- SELECTED EXCERPT:
Content starts
From left, Pauviera Linson’s aunt, Nancia Range, Range’s daughter Gerleah Phillips and Pauviera’s mother, Makiesha Johnson, at Range’s St. Paul home.
Glen Stubbe, Star Tribune
14-year-old Pauviera Linson died after being given alcohol, marijuana and a drink made of soda pop and cough syrup containing codeine.
., Provided by family
St. Paul teen's death might be first in area linked to codeine mix
- Article by: CHAO XIONG
- Star Tribune
- August 9, 2012 - 10:21 AM
A codeine-laced soft drink popularized in hip-hop and rap music has been abused in the Twin Cities for more than 10 years, but authorities said a 14-year-old St. Paul girl's death Monday could be the area's first fatality from the concoction known as "purple drank."
Pauviera Linson was apparently given the drink, also known as "lean" and "dirty Sprite," at a birthday celebration Sunday in Burnsville, said family members and St. Paul police. A cousin found her in the family's St. Paul home about 9:45 a.m. Monday, on a bedspread with vomit in her mouth. She was pronounced dead as her 17-year-old friend, who also had consumed the drink, was transported to Regions Hospital.
Content ends
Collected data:
Content starts
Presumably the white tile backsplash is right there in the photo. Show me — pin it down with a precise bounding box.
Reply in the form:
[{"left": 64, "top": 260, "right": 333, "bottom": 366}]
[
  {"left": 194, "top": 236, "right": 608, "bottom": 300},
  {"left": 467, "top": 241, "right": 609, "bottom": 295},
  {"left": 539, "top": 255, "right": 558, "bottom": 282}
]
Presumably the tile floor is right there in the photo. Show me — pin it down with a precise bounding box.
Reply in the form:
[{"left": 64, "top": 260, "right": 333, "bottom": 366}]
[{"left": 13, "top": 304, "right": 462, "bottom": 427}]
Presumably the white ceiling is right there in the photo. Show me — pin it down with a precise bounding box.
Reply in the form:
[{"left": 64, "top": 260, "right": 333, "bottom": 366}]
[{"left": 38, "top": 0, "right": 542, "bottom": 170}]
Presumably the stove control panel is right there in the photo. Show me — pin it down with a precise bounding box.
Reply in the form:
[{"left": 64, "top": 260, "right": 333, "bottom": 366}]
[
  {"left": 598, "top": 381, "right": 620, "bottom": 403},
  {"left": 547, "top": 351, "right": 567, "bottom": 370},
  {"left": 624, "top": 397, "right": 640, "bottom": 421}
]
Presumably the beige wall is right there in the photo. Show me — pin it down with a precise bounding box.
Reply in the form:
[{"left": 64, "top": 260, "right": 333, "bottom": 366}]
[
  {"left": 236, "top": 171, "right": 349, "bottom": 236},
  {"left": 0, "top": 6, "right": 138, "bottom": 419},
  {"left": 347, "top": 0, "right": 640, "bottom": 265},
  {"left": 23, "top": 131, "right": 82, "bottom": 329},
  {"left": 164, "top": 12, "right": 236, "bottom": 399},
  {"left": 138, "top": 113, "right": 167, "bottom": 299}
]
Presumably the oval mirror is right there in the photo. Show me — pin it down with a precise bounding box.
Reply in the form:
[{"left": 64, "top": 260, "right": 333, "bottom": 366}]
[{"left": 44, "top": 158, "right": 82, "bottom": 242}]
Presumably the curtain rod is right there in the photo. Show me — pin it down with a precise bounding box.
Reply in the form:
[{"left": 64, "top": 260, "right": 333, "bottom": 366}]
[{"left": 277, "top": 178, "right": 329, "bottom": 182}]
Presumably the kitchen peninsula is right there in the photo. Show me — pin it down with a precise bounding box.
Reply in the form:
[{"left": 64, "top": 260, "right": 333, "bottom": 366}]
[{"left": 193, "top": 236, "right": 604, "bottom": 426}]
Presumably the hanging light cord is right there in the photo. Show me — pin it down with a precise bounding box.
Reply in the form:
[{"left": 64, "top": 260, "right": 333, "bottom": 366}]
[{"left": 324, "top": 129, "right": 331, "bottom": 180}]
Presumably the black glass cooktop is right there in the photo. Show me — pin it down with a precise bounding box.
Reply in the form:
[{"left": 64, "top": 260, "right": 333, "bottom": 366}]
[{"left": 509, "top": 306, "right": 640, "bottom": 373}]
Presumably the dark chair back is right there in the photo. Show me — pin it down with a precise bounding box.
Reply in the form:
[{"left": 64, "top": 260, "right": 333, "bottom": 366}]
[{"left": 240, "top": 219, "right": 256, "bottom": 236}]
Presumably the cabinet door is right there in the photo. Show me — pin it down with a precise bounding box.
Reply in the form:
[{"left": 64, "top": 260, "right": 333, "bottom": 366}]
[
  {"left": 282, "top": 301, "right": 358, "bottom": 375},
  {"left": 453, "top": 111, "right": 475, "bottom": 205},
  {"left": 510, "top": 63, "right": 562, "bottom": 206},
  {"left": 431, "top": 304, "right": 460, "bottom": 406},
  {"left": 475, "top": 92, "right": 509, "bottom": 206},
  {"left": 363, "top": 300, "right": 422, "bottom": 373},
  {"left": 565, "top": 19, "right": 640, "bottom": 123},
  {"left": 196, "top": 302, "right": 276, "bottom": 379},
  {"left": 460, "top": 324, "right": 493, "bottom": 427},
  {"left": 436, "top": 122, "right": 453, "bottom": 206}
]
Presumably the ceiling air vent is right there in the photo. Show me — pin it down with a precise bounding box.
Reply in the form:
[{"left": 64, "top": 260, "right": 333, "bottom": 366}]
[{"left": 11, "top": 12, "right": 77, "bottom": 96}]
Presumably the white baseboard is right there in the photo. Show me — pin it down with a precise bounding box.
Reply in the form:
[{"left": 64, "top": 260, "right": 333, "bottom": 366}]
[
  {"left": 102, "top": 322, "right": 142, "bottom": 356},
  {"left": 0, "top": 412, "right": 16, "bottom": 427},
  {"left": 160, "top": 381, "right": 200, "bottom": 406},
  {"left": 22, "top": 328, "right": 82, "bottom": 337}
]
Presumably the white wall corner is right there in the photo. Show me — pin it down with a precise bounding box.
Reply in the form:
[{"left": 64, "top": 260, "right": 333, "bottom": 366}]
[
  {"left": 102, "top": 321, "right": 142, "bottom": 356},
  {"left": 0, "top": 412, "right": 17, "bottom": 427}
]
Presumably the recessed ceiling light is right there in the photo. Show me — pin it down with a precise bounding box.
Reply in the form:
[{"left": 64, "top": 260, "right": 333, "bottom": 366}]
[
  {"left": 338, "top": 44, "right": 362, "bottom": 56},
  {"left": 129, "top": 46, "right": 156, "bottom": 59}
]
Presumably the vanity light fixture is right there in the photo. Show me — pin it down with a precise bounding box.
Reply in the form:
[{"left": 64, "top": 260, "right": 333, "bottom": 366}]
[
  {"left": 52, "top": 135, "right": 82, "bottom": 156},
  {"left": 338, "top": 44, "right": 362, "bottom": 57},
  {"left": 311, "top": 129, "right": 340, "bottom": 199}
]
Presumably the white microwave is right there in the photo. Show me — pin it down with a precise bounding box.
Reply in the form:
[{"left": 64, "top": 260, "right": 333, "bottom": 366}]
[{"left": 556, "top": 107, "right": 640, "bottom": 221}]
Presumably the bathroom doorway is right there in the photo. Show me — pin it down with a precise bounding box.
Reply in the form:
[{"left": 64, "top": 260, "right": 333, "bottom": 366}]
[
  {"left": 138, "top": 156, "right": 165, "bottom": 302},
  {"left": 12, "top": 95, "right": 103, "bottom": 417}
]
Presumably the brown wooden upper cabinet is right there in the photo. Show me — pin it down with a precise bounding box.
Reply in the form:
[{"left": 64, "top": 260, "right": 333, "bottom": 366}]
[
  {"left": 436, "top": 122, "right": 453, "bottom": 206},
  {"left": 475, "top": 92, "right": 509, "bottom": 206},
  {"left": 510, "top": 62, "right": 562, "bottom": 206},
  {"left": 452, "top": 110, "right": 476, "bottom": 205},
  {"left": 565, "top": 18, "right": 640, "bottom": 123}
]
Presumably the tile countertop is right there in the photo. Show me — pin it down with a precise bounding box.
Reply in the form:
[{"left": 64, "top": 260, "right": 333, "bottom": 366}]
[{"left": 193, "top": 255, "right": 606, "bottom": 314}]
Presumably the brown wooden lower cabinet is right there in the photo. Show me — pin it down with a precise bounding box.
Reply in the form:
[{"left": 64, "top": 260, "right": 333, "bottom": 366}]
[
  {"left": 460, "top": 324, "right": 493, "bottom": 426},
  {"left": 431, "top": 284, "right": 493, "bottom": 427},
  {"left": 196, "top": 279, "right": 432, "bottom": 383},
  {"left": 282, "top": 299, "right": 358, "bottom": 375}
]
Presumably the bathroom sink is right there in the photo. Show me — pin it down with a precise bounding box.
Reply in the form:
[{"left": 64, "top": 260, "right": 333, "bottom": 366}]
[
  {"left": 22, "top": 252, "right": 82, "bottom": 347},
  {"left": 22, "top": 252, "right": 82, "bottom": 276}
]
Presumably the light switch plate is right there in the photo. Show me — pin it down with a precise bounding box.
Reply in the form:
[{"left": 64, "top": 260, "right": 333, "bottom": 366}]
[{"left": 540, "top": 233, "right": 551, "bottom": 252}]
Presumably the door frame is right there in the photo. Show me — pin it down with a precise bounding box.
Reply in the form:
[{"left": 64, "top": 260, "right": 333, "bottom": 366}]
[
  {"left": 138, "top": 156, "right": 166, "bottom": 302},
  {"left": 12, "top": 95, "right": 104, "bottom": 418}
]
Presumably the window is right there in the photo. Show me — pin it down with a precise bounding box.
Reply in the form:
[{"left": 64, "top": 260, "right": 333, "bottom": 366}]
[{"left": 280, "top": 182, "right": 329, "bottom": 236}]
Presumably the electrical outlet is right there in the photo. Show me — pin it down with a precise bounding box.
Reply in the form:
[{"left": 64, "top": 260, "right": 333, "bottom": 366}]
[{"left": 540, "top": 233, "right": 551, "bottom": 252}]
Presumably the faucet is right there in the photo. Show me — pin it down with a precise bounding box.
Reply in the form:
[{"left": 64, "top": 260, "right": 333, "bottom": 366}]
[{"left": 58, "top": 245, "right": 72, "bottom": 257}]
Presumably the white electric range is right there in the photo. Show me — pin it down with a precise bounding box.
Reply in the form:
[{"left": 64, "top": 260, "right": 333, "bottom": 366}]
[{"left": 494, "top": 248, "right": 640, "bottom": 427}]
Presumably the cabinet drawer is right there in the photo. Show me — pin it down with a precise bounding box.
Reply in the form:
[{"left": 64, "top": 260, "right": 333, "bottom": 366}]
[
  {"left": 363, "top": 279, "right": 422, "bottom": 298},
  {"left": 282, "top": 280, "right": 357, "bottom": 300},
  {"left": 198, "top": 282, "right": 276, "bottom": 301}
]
Content ends
- REQUIRED ACTIONS:
1 - Summarize the news article on the St. Paul teen's death in two sentences.
2 - Extend the news article on the St. Paul teen's death, picking up after its final sentence.
The collected data has nothing to do with the news article.

- RESPONSE LIST:
1 - Authorities said 14-year-old Pauviera Linson's death on Monday could be the Twin Cities' first fatality from "purple drank," a codeine-laced soft drink that has been abused in the area for more than 10 years. She was apparently given the drink at a birthday celebration in Burnsville on Sunday, and a cousin found her in the family's St. Paul home on Monday morning, while a 17-year-old friend who also drank it was taken to Regions Hospital.

2 -
Two men, ages 19 and 25, were arrested Tuesday in connection with the case. The Star Tribune generally does not name suspects until they are charged.
Linson's mother, Makiesha Johnson, described her daughter as a bright teen who wanted to be a fashion designer. Linson would've been a sophomore this fall at North High in North St. Paul.
"It's a bad dream," Johnson said. "When am I going to wake up?"
Linson's first cousin, Gerlaya Phillips, 12, said she was with Linson on Sunday. The two cousins and a friend, the 17-year-old girl, were picked up by three men Sunday afternoon, including the two who were arrested.
They went to a townhouse in Burnsville, where one of the arrested men was having a birthday celebration with about seven relatives, mostly older adults.
Police said the girls, who were familiar with the men, were given alcohol, marijuana and the codeine drink. Phillips said she abstained as the group drank in a living room and the adults hung out upstairs, occasionally passing by.
The three men took the girls home about 9 p.m. after Phillips' mother, Nancia Range, text-messaged Linson to come home. Linson lived with her aunt in the 200 block of Charles Avenue as her mother prepared a new house for the family.
About 9:25 p.m., Linson texted her mom: "I love you, mom."
Linson told Range, "I just need some air."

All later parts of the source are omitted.